## Your assignment:
Continue the news article about Stellarton native Dr. Frank Sim, starting right after its last sentence.

## Text excerpt:
*** Begin section ***
STELLARTON – A Stellarton native will be honoured this weekend for the strides he’s made in medicine.

Dr. Frank Sim grew up in Stellarton, the son of mine manager Franklin Hindson Sim and his wife Dorothy, and graduated from Stellarton High School. A hockey whiz, Sim was inducted in 2007 into the Pictou County Sports Heritage Hall of Fame for his efforts in leading the Stellarton High Hockey team to victory as 1956-1957 Provincial A Champions.

Sim went on to play for the Dalhousie University team while studying medicine and eventually had to make a choice between a potential career in the NHL or as a physician.

Happily for his patients, Sim chose medicine and graduated in 1964. Sim completed his internship, followed by a year of internal medicine, when he met Dr. Mark Conventry at the Mayo Clinic. It was Conventry who convinced Sim to change his career path to orthopedic surgery.
*** End section ***
## Dataset excerpts:
*** Begin section ***
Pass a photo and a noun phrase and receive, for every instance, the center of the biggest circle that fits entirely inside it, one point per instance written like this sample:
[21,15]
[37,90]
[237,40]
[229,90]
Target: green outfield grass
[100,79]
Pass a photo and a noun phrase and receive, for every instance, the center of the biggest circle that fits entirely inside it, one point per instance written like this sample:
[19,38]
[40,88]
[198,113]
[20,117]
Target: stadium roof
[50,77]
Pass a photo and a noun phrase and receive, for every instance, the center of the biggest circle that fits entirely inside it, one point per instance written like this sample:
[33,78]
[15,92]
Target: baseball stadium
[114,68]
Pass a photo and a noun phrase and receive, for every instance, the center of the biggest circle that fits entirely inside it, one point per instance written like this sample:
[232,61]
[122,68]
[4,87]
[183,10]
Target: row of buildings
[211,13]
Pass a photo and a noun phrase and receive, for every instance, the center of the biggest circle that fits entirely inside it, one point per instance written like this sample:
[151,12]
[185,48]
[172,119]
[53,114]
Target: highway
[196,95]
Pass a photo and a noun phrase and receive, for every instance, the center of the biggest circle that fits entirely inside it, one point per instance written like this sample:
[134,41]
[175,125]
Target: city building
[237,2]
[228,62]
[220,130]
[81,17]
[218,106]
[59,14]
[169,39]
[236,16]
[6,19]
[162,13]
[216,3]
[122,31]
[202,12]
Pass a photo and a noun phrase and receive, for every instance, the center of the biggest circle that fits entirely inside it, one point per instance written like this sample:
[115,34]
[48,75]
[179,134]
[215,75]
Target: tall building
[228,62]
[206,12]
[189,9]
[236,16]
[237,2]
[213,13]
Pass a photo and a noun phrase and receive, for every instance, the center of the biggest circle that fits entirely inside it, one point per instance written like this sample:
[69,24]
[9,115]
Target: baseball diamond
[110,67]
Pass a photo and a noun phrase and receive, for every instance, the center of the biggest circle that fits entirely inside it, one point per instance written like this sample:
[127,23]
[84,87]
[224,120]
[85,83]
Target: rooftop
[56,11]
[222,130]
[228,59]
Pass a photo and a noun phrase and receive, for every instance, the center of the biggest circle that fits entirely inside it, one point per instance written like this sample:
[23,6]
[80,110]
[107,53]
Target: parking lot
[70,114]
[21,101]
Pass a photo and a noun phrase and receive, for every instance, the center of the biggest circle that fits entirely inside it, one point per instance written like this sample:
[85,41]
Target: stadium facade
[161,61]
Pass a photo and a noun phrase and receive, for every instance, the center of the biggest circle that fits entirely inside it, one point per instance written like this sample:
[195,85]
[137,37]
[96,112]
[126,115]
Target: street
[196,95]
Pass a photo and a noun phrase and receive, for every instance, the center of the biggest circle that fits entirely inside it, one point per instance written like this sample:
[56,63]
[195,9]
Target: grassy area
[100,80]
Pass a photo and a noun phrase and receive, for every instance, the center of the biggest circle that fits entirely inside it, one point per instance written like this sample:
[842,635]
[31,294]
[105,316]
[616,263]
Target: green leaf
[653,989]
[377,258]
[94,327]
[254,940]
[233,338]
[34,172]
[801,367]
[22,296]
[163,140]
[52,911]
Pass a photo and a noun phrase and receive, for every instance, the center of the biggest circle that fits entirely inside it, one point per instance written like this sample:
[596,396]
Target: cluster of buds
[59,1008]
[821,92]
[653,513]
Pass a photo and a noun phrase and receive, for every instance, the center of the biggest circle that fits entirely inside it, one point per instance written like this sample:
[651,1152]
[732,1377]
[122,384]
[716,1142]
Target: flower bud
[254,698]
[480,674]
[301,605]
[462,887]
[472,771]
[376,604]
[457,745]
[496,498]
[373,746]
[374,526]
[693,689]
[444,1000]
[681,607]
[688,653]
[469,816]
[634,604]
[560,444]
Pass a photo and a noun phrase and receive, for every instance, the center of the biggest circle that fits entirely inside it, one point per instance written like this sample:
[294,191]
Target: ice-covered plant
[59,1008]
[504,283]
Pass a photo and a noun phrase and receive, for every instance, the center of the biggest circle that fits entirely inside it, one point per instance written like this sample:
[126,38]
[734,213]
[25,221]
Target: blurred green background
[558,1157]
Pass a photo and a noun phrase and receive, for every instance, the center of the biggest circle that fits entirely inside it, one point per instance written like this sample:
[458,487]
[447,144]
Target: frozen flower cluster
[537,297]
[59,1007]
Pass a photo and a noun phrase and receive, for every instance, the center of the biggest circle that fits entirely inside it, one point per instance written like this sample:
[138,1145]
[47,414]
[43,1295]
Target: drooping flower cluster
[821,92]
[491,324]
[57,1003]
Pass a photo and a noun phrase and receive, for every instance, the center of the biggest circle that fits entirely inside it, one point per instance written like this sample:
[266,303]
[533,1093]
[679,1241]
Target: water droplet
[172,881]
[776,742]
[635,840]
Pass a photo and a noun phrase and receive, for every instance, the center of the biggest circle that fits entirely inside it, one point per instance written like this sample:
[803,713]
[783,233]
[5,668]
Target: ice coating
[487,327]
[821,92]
*** End section ***
## Written answer:
“Orthopedics was natural because of all the sports I played,” Sim explained in an interview from Minnesota on Wednesday. “When I was training, there was a lot of innovation and promise in the musculoskeletal tumour surgery field and there was the opportunity to pioneer a lot of procedures.”

Sim became something of a trailblazer in the medical field, particularly in musculoskeletal oncology, where he was a leading proponent of sparing limbs in patients with bone and soft tissue tumours in the 1970s. He was the founding member of the Musculoskeletal Tumour Society and has been active in the International Society of Limb Salvage and International Skeletal Society. He’s written several publications and has toured the world.

Over the past 40 years, Sim has trained hundreds of residents and more than 50 orthopedic oncology fellows at the Mayo Clinic. His students will be among those honouring him Friday and Saturday at a banquet held in his honour in Rochester, Minn., as part of a scientific conference.

“It’s kind of a big deal,” Sim admits with a chuckle. “All the people I’ve trained over the years will be there.”

A total of 18 countries will be represented at the gala. These former students are now heads of programs around the world and are training other young doctors in the field.

But the event isn’t a close to Sim’s much-decorated career. Now 70 years old, Sim is still practising and plans to keep going for years to come.

“This is not a retirement,” he said. “It’s a late career celebration.”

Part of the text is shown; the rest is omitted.